WHAT TO WORK ON »
Answer these questions from the sketch entries below:
(a) Through how many miles of ice must the Polar Star break a path?
(b) What sentence did the military jury give Staff Sgt. Robert Bales?
(c) How many names were on the slide that Lt. Col. Jay Morse showed?

November 29, 2013 at 5:38 PM
Sketched Nov. 26, 2013
For the first time in years, the Polar Star is about to go break some ice.
Budget cuts and repairs kept the aging heavy-duty icebreaker sidelined since 2006, but come Tuesday, it will leave Pier 36 on a four-month deployment to Antarctica.
Deck Officer Paul Garcia said the mission is to break a path through 80 miles of ice so a tanker can bring fuel and supplies to the remote McMurdo Station, a U.S. research center built on the world’s most southern piece of ground accessible by ship.
The cutter can break through ice up to 21 feet deep, Garcia told me as I joined him and Operations Specialist Zachary Madden atop the ship’s “aloft conn,” the navigation station with 360-degree views situated high up on the vessel’s mast.
Madden noted it’s summer in Antarctica, so the crew will have constant daylight to admire landscapes most of us won’t experience in our lifetime.
If only I could tag along with my sketchbook!
Try to blur the city skyline you see in these sketches and picture ice and penguins instead. That’s what awaits the Polar Star in Antarctica.
August 23, 2013 at 6:31 PM
Staff Sgt. Robert Bales will spend life in prison without the possibility of parole, a military jury decided Friday at Joint Base Lewis-McChord.
Here are the moments I was able to draw in the courtroom:
Staff Sgt. Walden, the court bailiff, handed the jury’s decision to judge Col. Jeffery Nance, who read it and gave it back to him to take to the jury for the final announcement.
Lt. Col. Jay Morse presented the prosecution’s closing arguments to the jury of six high-ranking U.S. Army soldiers. Among the slides he showed, I was left with the impression of an image that showed one of Bales’ victims, a young girl with her head all covered in blood.
Morse also showed a slide with the names of 48 people who died or were wounded by Bales.
Defense attorney Emma Scanlan tried to convince the jury that her client, who already pleaded guilty for his crimes in June, deserved a chance at parole based on his military record.
Afterward, the group of Afghans flown to JBML for the sentencing appeared before the media. Since we were outside the courtroom, cameras were allowed and recorded the moment. For a minute I thought I’d just listen, but then I started to sketch. That’s what I came to do, after all. It’s a scene that I will remember for a long time.

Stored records
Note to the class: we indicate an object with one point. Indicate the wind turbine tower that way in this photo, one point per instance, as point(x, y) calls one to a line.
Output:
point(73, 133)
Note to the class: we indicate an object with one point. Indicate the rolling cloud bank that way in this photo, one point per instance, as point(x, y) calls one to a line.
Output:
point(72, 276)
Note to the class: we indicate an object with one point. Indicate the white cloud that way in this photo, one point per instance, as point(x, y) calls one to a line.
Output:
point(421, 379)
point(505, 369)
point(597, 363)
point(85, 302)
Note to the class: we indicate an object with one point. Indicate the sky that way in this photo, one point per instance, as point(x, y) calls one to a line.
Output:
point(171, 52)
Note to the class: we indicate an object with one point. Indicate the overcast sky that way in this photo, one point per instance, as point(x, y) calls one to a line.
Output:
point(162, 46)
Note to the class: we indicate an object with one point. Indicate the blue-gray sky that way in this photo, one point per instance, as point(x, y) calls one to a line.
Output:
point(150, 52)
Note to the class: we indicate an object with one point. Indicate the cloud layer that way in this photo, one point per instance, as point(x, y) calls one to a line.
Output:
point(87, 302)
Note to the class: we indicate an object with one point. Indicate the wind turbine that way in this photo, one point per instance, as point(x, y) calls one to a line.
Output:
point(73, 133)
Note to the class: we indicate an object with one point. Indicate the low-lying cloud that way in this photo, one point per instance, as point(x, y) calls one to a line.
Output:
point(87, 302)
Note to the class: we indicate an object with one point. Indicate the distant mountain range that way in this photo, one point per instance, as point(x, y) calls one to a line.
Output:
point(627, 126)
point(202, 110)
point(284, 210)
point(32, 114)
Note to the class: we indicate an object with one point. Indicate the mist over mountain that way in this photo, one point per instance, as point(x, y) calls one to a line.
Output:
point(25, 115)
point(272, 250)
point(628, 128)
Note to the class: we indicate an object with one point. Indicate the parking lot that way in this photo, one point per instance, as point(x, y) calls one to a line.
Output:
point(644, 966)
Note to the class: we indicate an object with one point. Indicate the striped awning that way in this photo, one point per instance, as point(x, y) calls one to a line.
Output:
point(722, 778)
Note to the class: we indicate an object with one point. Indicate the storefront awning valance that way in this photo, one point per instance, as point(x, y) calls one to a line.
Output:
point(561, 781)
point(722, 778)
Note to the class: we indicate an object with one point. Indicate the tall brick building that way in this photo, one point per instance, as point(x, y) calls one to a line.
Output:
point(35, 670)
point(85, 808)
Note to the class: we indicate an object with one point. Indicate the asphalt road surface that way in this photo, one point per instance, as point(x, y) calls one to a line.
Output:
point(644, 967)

ANSWER TO THIS EXERCISE »
(a) 80 miles
(b) Life in prison without the possibility of parole
(c) 48